++++ RAW DATA ++++
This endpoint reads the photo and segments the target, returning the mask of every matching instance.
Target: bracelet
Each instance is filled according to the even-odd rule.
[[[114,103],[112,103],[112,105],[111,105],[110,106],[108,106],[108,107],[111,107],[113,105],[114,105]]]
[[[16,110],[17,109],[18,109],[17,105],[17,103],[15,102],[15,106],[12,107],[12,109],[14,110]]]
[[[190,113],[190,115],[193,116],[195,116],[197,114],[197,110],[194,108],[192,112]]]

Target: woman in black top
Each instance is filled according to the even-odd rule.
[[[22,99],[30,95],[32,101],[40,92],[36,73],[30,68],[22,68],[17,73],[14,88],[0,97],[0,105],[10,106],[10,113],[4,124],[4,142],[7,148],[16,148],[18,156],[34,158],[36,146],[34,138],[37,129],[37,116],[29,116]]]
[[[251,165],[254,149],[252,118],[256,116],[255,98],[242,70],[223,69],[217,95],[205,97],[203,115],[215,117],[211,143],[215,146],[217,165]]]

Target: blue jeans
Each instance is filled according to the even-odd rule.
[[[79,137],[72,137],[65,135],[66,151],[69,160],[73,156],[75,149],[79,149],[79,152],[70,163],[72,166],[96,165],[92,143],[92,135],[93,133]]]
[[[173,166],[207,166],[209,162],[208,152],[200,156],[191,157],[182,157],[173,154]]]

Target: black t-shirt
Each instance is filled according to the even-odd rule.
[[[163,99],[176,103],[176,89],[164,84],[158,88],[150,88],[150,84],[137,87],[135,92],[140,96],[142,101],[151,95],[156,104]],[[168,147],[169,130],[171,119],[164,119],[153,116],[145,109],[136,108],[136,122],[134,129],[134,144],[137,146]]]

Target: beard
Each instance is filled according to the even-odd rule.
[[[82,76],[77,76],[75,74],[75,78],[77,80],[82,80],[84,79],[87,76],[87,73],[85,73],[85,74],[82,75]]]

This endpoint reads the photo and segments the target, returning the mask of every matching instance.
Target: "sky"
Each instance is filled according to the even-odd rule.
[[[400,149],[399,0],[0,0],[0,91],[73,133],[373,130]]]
++++
[PROBLEM TO SOLVE]: Please write out again the part of the records that opens with the line containing "Target: beard" and runs through the end of the records, requests included, adding 123 to every polygon coordinate in the answers.

[FULL RESPONSE]:
Target: beard
Each instance is filled according to the even-odd rule.
[[[205,199],[200,199],[198,197],[198,201],[200,203],[205,203],[207,202],[210,199],[210,196],[208,196],[208,197],[205,198]]]

This endpoint reads the photo and segments the target, returning the mask of every matching instance.
Target: "sky"
Each instance is filled according to the even-odd rule.
[[[523,272],[522,123],[123,123],[123,214],[196,256],[496,253]]]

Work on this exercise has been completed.